PROBLEM TO WORK ON: Your answer should be only the lines below from the one with "Target: white trim" to the one with "one marker per instance, written like [217,26]", repeated exactly, ends included.

THE DATA:
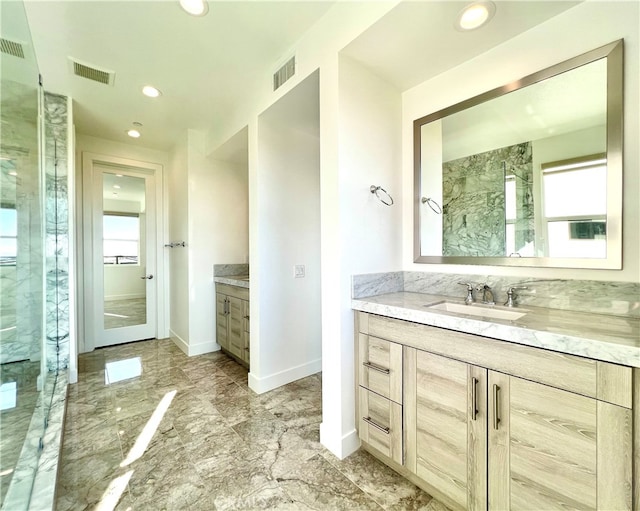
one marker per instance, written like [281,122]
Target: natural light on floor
[145,436]
[114,491]
[112,494]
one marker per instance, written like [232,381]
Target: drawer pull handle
[375,367]
[474,397]
[496,417]
[368,420]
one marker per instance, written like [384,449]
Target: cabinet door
[235,328]
[221,321]
[552,449]
[446,427]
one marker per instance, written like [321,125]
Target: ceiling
[204,66]
[207,66]
[417,40]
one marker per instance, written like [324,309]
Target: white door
[123,254]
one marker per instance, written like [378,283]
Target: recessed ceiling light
[195,7]
[151,92]
[475,15]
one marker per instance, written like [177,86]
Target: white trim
[341,447]
[261,385]
[130,296]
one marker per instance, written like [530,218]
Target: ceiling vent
[284,73]
[11,48]
[92,72]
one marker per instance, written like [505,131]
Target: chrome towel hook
[375,189]
[435,207]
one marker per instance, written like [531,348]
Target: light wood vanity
[232,321]
[482,423]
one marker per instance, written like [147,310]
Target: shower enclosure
[34,259]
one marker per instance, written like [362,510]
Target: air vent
[11,48]
[284,73]
[91,72]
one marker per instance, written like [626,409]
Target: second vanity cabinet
[488,424]
[232,321]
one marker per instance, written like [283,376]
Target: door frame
[89,160]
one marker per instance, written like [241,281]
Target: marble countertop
[602,337]
[234,280]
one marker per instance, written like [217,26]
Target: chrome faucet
[487,294]
[511,295]
[469,299]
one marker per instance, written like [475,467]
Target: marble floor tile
[189,434]
[316,484]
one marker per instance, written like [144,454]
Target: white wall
[208,210]
[288,234]
[218,233]
[179,231]
[318,49]
[361,235]
[569,34]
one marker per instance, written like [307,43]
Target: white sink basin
[476,309]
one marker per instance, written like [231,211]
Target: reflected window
[575,209]
[8,236]
[121,238]
[122,370]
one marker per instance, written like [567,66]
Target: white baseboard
[179,342]
[192,350]
[340,446]
[132,296]
[273,381]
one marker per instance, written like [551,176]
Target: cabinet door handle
[496,407]
[474,397]
[368,420]
[369,365]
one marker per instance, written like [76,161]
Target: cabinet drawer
[380,424]
[380,366]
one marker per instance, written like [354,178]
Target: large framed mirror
[528,174]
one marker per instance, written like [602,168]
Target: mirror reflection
[525,176]
[124,254]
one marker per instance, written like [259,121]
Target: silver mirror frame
[613,52]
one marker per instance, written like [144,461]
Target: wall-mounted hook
[375,189]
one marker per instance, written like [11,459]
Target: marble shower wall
[56,231]
[620,298]
[20,188]
[474,202]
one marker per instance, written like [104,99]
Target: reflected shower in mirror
[528,174]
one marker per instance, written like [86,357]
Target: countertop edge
[606,351]
[231,281]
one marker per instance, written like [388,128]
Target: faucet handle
[511,295]
[469,299]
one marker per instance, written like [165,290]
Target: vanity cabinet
[488,424]
[232,317]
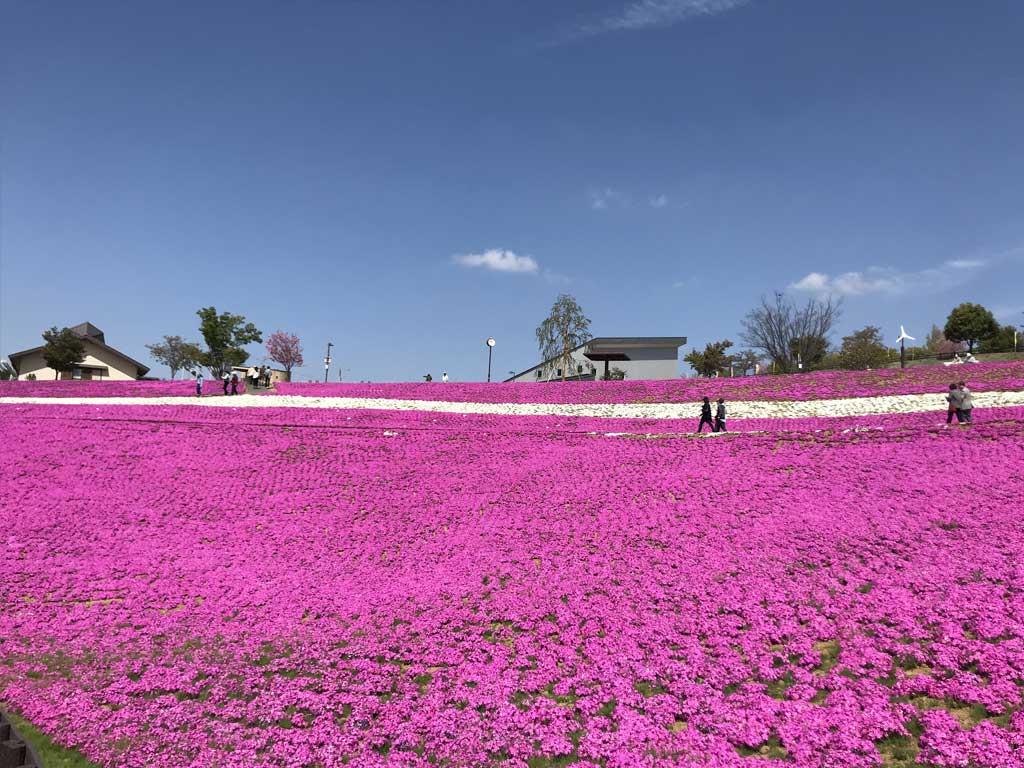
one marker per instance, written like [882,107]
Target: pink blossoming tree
[285,349]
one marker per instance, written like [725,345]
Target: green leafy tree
[970,324]
[225,336]
[562,331]
[176,353]
[713,359]
[64,349]
[862,349]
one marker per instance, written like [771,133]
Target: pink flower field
[225,588]
[980,377]
[178,388]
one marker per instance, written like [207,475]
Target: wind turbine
[903,336]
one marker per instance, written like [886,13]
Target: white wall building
[639,357]
[101,360]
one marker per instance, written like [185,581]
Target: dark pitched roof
[88,331]
[91,334]
[614,341]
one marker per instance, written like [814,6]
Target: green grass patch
[53,756]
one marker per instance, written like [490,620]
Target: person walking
[953,400]
[706,416]
[966,402]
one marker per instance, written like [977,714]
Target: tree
[285,349]
[747,361]
[712,360]
[64,349]
[809,351]
[786,333]
[225,336]
[176,353]
[970,323]
[564,330]
[862,349]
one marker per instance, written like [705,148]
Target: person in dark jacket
[953,398]
[966,402]
[706,416]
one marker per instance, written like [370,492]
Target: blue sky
[406,178]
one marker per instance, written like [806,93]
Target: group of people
[255,377]
[229,379]
[718,425]
[960,403]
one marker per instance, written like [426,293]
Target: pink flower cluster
[981,377]
[292,587]
[65,388]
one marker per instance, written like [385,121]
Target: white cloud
[499,260]
[872,281]
[600,199]
[642,14]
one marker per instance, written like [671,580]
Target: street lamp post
[491,347]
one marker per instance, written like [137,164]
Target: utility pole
[491,347]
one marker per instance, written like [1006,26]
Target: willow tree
[562,331]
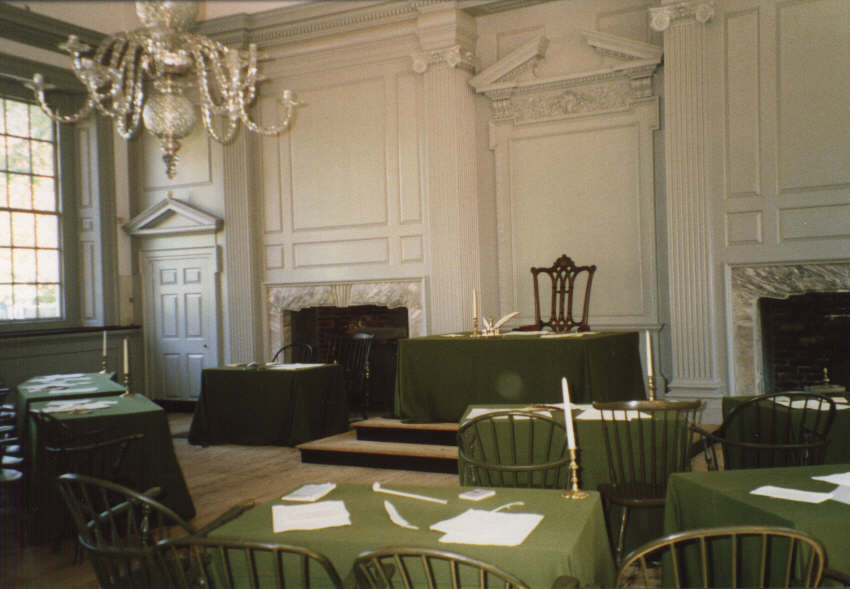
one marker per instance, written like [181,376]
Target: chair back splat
[738,556]
[645,441]
[780,429]
[427,568]
[202,562]
[570,290]
[514,449]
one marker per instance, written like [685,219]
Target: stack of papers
[487,528]
[311,516]
[310,492]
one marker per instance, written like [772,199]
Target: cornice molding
[196,220]
[37,30]
[662,17]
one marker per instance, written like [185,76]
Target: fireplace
[749,284]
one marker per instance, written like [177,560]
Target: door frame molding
[147,258]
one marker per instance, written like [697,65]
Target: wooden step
[383,429]
[346,449]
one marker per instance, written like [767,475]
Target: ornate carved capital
[662,17]
[455,57]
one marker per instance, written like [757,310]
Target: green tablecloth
[709,499]
[570,540]
[439,376]
[152,462]
[838,450]
[644,524]
[265,406]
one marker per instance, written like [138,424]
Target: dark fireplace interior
[317,326]
[804,335]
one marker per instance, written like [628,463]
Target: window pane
[25,302]
[5,302]
[44,194]
[41,125]
[20,191]
[23,265]
[5,265]
[23,229]
[5,230]
[47,231]
[19,154]
[48,300]
[17,118]
[42,157]
[48,265]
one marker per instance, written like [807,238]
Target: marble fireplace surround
[382,293]
[749,284]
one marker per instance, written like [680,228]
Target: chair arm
[225,517]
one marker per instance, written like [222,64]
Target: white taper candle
[568,415]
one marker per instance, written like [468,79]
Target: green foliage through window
[30,246]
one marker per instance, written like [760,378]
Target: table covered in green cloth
[838,450]
[437,377]
[722,498]
[55,387]
[570,540]
[644,524]
[269,405]
[151,462]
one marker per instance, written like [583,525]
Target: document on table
[310,492]
[310,516]
[791,494]
[487,528]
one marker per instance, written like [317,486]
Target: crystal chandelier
[141,75]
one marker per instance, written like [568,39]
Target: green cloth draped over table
[437,377]
[151,461]
[570,540]
[711,499]
[269,406]
[646,523]
[838,450]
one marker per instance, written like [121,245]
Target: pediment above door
[172,217]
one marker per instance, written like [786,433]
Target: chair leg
[621,536]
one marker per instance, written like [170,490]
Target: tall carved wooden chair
[737,556]
[513,449]
[645,441]
[569,292]
[779,429]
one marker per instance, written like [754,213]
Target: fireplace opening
[806,341]
[318,326]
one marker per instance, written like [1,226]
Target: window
[30,215]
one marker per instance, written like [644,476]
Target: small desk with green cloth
[150,463]
[437,377]
[593,470]
[838,450]
[722,498]
[270,406]
[570,540]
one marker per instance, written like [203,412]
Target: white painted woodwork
[181,323]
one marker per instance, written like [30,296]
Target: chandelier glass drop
[140,76]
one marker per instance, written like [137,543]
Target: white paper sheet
[487,528]
[791,494]
[310,492]
[310,516]
[592,414]
[840,478]
[396,517]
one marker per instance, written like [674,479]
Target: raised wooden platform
[387,443]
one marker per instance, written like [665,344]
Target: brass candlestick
[574,492]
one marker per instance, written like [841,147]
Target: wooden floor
[218,477]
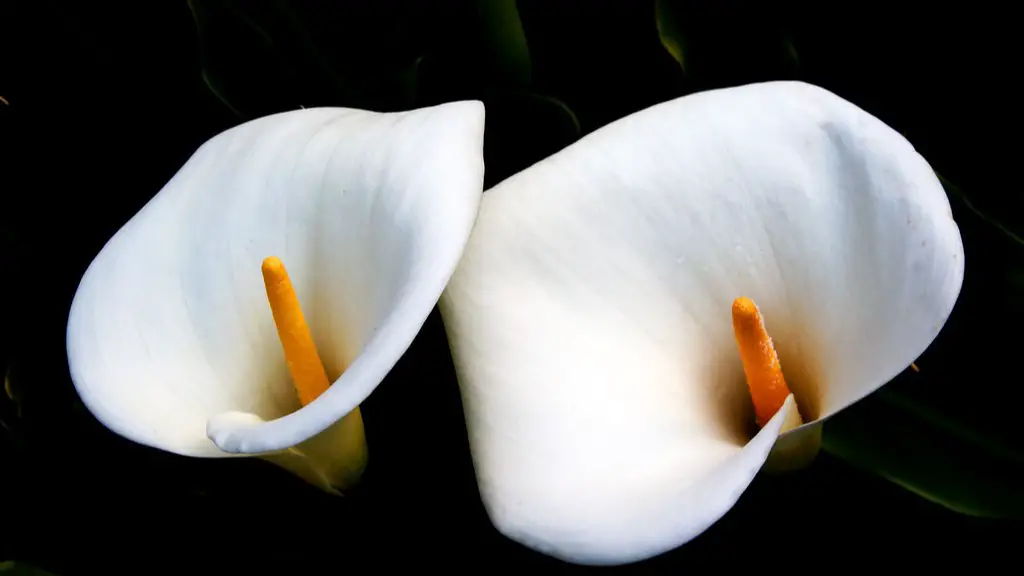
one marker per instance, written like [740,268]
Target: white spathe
[170,331]
[590,316]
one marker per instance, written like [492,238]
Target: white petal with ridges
[170,328]
[590,317]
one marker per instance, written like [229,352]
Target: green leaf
[503,42]
[929,454]
[668,31]
[716,46]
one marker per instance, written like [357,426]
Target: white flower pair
[589,300]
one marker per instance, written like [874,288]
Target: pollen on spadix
[761,365]
[348,454]
[300,353]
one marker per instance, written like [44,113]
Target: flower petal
[590,315]
[171,327]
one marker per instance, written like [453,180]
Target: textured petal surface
[590,316]
[370,212]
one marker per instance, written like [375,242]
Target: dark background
[102,103]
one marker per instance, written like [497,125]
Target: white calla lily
[171,340]
[590,316]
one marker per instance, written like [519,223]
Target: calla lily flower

SOLUTION FOR THIS EXERCISE:
Target: white trim
[341,447]
[261,385]
[130,296]
one marker per instance, written like [530,218]
Target: ceiling vent
[284,73]
[11,48]
[92,72]
one marker per instance, written like [505,131]
Target: chrome towel hook
[375,189]
[435,207]
one marker per instance, written like [531,348]
Target: light wood vanity
[232,321]
[482,423]
one marker per instance, written like [147,310]
Target: shower enclosure
[34,259]
one marker per instance, written like [362,510]
Target: air vent
[11,48]
[284,73]
[91,72]
one marker per instance, written like [626,409]
Target: second vanity cabinet
[488,424]
[232,321]
one marker per instance, written like [283,376]
Target: door frame
[89,160]
one marker per instance, written like [241,281]
Target: marble countertop
[602,337]
[234,280]
one marker per instance, written like [217,26]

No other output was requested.